_Exercise material_.
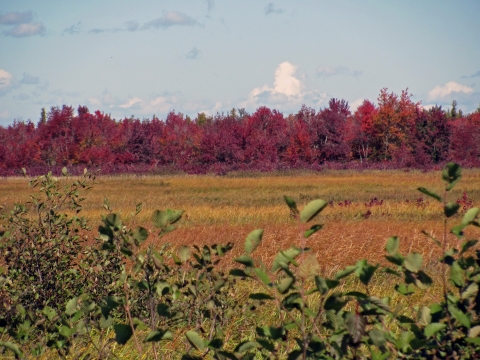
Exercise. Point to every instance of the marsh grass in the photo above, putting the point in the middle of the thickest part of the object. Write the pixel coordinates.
(223, 209)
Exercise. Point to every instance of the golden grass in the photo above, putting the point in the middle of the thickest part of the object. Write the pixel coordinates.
(223, 209)
(226, 209)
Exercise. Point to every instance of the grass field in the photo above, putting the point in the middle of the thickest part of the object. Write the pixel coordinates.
(366, 208)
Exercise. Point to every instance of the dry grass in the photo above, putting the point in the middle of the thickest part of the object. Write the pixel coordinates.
(222, 209)
(226, 209)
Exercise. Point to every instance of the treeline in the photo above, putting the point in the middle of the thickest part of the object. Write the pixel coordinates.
(396, 132)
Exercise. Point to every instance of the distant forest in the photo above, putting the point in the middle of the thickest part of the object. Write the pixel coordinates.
(394, 133)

_Your instructions_. Rewrite the lines above, replacing "thickest" with "widest" everywhere and changing nothing else. Leave the pictures out of your answer.

_Result_.
Exercise. Point to every instance of the marsh grass in the photo above, putting the point in the middle of the widest part of the object. Write the pixel coordinates.
(223, 209)
Exercise. Point to every instance of the golden grass in the photo above, putting the point in the middle of the widest part of the object. Write the pixel coordinates.
(223, 209)
(226, 209)
Exercise. Point to every instance of the grass field in the photo above, putting the point in the middle of the widest part of the object. Write the pixel coordinates.
(366, 208)
Exercise. Point to every instance of the dry grass in the photo above, putting the point in the middle of the widest part of the object. Write the pixel coordinates.
(222, 209)
(226, 209)
Exercise. Point to every instance of the treeline in the photo above, putting the point in the middle of the widest part of the object. Write the pixel coordinates.
(396, 132)
Exercise. Point to every instance of the distant forest in the photo above, putting the point in the middle of the widest part of the object. Write the pixel coordinates.
(394, 133)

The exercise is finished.